BRIEF> Return verbatim the run of lines that opens with the line holding "Exercise. Mark the suit pocket" and closes with the last line of the records.

INFORMATION SUPPLIED>
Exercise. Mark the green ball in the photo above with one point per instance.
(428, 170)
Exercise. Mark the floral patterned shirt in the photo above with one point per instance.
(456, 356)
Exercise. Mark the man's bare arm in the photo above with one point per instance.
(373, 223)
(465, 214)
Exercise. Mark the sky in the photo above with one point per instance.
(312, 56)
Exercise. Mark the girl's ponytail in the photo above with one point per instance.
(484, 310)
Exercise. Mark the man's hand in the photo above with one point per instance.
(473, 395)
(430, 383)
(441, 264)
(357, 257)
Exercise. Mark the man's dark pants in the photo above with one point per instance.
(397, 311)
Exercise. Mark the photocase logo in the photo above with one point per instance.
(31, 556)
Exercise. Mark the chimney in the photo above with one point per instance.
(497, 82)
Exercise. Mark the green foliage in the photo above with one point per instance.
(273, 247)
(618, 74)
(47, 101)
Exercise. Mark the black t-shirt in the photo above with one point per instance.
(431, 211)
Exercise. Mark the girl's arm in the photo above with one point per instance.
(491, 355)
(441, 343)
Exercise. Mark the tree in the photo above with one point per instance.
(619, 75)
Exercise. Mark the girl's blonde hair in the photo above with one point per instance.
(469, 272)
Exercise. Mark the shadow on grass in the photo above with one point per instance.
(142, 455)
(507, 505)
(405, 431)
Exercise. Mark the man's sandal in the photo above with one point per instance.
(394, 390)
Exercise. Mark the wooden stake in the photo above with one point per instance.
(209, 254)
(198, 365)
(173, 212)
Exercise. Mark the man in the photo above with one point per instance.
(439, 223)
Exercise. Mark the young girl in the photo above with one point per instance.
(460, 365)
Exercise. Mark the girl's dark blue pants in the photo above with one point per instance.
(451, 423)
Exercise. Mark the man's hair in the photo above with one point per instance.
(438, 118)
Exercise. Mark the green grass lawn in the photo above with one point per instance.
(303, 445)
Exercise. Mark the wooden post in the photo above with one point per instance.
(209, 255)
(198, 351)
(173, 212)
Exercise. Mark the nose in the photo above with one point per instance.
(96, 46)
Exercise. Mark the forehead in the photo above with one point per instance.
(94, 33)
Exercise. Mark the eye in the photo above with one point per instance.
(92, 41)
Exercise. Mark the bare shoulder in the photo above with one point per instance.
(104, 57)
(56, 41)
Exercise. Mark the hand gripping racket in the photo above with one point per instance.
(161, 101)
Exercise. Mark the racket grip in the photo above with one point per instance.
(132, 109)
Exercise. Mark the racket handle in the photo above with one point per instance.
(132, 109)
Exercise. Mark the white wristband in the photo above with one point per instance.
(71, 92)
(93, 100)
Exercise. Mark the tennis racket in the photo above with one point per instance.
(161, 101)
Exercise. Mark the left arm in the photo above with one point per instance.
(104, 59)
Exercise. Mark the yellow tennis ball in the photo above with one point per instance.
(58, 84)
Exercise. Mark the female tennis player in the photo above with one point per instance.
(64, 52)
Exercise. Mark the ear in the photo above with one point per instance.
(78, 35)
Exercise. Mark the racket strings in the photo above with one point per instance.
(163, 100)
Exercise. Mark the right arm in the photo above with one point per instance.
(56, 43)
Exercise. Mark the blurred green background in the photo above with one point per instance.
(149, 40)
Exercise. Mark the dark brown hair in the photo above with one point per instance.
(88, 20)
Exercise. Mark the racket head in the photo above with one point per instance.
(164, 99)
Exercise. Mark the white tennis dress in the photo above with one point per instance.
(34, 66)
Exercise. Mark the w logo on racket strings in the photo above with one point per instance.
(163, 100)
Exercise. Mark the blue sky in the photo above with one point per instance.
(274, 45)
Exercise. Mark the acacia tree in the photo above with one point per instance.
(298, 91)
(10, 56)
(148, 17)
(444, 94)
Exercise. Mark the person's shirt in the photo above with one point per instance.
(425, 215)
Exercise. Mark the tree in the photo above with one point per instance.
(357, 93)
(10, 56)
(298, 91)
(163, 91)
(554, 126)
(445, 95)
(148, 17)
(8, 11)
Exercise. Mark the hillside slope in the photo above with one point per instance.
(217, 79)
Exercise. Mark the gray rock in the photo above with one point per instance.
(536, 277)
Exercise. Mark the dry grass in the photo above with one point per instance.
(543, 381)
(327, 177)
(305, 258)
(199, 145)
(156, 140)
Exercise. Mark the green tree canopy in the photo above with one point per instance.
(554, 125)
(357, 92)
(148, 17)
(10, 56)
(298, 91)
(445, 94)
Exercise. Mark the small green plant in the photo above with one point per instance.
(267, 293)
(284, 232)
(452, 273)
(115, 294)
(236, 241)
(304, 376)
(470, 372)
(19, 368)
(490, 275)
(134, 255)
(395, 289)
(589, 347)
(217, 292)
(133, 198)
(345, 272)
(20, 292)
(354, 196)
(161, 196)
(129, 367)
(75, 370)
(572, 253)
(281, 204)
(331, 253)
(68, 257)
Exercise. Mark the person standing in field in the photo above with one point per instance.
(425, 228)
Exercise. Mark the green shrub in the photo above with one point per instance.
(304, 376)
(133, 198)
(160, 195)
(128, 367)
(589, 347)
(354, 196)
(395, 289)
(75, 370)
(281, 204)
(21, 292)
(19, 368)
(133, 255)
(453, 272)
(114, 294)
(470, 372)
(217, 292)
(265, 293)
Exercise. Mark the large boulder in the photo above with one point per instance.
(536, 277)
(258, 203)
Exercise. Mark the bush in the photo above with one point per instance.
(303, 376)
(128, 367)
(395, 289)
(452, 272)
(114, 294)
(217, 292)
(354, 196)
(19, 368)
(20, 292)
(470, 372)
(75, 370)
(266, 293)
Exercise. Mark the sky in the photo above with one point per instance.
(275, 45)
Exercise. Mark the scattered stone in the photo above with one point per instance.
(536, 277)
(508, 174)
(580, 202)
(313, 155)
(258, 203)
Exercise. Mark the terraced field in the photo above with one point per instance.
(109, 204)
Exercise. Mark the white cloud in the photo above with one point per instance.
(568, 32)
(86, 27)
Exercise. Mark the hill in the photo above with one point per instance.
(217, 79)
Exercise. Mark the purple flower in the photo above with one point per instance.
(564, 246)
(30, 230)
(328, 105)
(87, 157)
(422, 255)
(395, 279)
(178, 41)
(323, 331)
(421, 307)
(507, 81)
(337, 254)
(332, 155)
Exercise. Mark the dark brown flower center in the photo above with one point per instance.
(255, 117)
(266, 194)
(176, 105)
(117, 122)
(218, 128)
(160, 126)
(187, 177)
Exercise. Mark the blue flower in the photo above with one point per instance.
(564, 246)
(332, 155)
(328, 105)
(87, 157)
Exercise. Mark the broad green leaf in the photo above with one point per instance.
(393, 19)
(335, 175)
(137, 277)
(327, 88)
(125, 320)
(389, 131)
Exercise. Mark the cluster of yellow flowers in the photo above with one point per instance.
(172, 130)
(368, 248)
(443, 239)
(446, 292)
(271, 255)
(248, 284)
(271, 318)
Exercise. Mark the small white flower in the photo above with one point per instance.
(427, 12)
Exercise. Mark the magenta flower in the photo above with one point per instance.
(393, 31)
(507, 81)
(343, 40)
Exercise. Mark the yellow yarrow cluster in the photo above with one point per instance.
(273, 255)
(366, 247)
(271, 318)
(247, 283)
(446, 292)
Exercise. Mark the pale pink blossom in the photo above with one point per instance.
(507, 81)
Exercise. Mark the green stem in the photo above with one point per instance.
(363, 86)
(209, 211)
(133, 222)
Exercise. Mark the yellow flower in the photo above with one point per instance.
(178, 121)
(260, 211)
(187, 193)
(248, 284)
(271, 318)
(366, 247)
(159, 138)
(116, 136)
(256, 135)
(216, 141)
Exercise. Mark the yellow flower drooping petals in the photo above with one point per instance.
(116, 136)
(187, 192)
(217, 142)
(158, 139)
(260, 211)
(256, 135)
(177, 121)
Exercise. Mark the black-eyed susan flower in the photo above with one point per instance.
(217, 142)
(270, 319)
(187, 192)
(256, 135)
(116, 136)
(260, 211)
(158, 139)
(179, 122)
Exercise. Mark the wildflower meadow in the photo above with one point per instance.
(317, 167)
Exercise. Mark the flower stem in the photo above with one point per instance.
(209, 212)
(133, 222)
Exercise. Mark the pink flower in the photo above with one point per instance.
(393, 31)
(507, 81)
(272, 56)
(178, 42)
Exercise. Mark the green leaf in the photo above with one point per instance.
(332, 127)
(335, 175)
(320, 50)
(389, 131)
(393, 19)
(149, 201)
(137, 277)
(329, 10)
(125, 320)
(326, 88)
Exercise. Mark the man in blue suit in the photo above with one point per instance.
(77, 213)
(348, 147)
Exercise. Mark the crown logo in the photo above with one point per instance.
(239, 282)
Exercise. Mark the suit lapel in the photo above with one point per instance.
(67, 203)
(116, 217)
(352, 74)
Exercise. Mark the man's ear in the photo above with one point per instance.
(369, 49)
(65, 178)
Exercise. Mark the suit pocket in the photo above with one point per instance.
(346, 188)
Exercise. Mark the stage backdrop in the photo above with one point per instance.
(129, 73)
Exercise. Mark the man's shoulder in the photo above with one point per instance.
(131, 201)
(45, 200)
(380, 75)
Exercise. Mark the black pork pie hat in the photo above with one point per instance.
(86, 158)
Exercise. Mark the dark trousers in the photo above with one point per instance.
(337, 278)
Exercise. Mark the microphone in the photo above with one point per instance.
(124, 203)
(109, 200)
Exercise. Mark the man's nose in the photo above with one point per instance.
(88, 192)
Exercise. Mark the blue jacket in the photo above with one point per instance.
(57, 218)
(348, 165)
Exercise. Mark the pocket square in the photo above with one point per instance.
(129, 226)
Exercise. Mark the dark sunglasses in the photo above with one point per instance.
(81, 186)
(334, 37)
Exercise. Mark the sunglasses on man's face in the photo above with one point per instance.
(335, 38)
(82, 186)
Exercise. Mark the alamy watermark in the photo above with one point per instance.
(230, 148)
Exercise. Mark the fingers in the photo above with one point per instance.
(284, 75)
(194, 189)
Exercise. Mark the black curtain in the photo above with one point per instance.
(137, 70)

SOLVED EXERCISE>
Exercise. Mark the suit pocket in the photo above with one point per instance.
(346, 188)
Exercise. Mark the stage backdrop in the photo above with one point per instance.
(129, 73)
Exercise. Mark the man's shoulder in the photo above with one point per instance.
(131, 201)
(45, 200)
(380, 75)
Exercise. Mark the black pork pie hat in the photo above with one point per instance.
(86, 158)
Exercise. Mark the dark trousers in the photo above with one point per instance.
(337, 278)
Exercise. Mark the microphone in the photo above with one point per instance.
(124, 203)
(109, 200)
Exercise. Mark the man's nose in the photo above with one point per instance.
(88, 192)
Exercise. Mark the blue jacket in the photo above with one point per instance.
(57, 218)
(348, 165)
Exercise. Mark the pocket square in the photo above with one point per instance.
(129, 226)
Exercise. Mark the dark sunglasses in the photo above with one point per instance.
(81, 186)
(334, 37)
Exercise. Mark the sunglasses on man's face in the photo above with one point per instance.
(335, 38)
(82, 186)
Exercise. Mark the alamy watermark in the photo above with one point per instance.
(230, 148)
Exercise. Mark the fingers in the photo above with one point per instance.
(284, 75)
(194, 189)
Exercise. Mark the black curtain in the photo above with one point per instance.
(137, 70)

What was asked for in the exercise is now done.